* start *

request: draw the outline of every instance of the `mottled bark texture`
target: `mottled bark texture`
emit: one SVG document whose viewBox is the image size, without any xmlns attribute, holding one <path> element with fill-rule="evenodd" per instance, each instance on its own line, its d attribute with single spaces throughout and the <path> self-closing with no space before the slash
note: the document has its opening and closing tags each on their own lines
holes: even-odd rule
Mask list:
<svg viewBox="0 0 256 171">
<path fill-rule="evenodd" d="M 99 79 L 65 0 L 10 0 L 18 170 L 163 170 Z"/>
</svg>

* end *

**SET TASK**
Write out every line of the items above again, with no changes.

**EXERCISE OUTPUT**
request: draw the outline of every instance of the `mottled bark texture`
target: `mottled bark texture`
emit: one SVG document whose viewBox is the image size, without any xmlns attribute, holding one <path> element with fill-rule="evenodd" per instance, each instance on its own line, its d attribute with single spaces throughout and the <path> self-closing with no space before the slash
note: the document has its opening and closing tags each on their own lines
holes: even-odd rule
Mask list:
<svg viewBox="0 0 256 171">
<path fill-rule="evenodd" d="M 99 79 L 65 0 L 10 0 L 18 170 L 163 170 Z"/>
</svg>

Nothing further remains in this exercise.